## Task objective
Copy each of the lines below word for word.

## Exercise input
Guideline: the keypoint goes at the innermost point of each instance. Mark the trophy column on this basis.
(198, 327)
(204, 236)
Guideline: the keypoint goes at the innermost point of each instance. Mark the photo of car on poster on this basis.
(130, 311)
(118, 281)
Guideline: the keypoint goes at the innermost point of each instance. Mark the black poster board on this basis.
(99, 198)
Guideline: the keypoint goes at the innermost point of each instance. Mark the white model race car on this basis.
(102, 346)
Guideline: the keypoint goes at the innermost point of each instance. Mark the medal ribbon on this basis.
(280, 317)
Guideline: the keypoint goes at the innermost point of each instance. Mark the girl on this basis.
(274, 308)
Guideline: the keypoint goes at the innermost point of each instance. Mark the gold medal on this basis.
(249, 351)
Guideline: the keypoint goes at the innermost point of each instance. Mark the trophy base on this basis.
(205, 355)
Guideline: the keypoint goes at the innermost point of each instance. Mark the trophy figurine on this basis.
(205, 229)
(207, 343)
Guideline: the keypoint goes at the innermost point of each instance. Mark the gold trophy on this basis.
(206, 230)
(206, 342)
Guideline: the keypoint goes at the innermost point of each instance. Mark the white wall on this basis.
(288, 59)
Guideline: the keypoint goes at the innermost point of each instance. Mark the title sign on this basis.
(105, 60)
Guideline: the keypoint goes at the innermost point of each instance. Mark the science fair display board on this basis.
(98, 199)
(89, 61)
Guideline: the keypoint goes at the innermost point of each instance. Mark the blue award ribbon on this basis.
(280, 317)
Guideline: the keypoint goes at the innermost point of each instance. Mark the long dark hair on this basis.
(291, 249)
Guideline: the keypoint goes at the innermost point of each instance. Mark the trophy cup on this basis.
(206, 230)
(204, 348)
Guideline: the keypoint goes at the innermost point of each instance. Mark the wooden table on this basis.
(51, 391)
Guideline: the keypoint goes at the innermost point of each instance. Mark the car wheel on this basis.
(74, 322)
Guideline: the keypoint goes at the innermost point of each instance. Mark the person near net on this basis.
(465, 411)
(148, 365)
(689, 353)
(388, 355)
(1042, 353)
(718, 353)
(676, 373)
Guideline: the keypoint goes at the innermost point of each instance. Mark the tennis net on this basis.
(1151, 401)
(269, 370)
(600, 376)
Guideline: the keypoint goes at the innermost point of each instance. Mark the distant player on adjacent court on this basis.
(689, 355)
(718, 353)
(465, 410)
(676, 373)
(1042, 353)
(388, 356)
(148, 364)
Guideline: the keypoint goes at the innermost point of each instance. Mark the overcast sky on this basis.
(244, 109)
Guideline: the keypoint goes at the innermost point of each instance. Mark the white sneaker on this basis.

## Response below
Guideline: the keypoint goes at the innermost point of each instance. Mark the trophy column on this basis.
(198, 327)
(204, 236)
Guideline: the keypoint goes at the innermost point of each instance. Mark the photo of car on poster on this basis.
(130, 311)
(118, 281)
Guideline: the keypoint goes at the innermost point of each instance. Mark the black poster board on this basis.
(99, 198)
Guideline: the keypoint goes at the innermost point of each instance. Mark the white model race car on this basis.
(102, 346)
Guideline: the keypoint goes at the innermost point of each instance. Mark the medal ribbon on this basis.
(280, 317)
Guideline: the keypoint goes at the innermost point of each instance. Mark the girl on this basis.
(274, 308)
Guideline: the keypoint goes at the innermost point of each instance. Mark the gold medal on this basis.
(249, 351)
Guideline: the keypoint goes at the innermost point of each instance. Mark the trophy base on this basis.
(205, 355)
Guideline: the keypoint goes at the innermost point of each instance. Mark the trophy figurine on this basis.
(205, 229)
(207, 343)
Guideline: the keypoint goes at the innermost point of each instance. Mark the gold trophy on this basis.
(206, 230)
(206, 342)
Guideline: the keypoint goes at the innermost point of each instance. Mark the white wall on this basis.
(288, 59)
Guideline: the keypoint goes at the innermost point of each instance. Mark the title sign on this basis.
(105, 60)
Guideline: the keypoint goes at the innermost point of each instance. Mark the science fair display board on this basis.
(98, 199)
(89, 61)
Guideline: the keypoint goes at the innermost point of each instance. Mark the blue award ribbon on this basis.
(280, 317)
Guideline: the keypoint goes at the innermost point of each instance. Mark the long dark hair on this basis.
(291, 249)
Guideline: the keypoint goes at the innermost point of each instance. Mark the trophy cup on this basis.
(206, 230)
(204, 348)
Guideline: the keypoint goes at the innermost point of each instance. Mark the wooden table on this basis.
(51, 391)
Guideline: the keypoint goes at the innermost point of each instance. Mark the car wheel on this basis.
(74, 322)
Guideline: the keypoint goes at the innermost point of each instance. Mark the person near net on this basis.
(465, 411)
(148, 365)
(689, 353)
(388, 355)
(1042, 353)
(718, 353)
(676, 373)
Guideline: the keypoint goes at the innermost point of each instance. Mark the tennis net on this basis.
(1151, 401)
(269, 370)
(600, 376)
Guideline: the keypoint goes at the innermost point of each instance. Mark the distant player on adjacent court on this basis.
(689, 355)
(718, 353)
(465, 410)
(676, 373)
(1042, 353)
(388, 356)
(148, 364)
Guideline: the keypoint goes at the innermost point of each instance. Mark the overcast sky on this basis.
(244, 109)
Guideline: the keypoint goes at the innermost point of each instance. Mark the white sneaker on this basis.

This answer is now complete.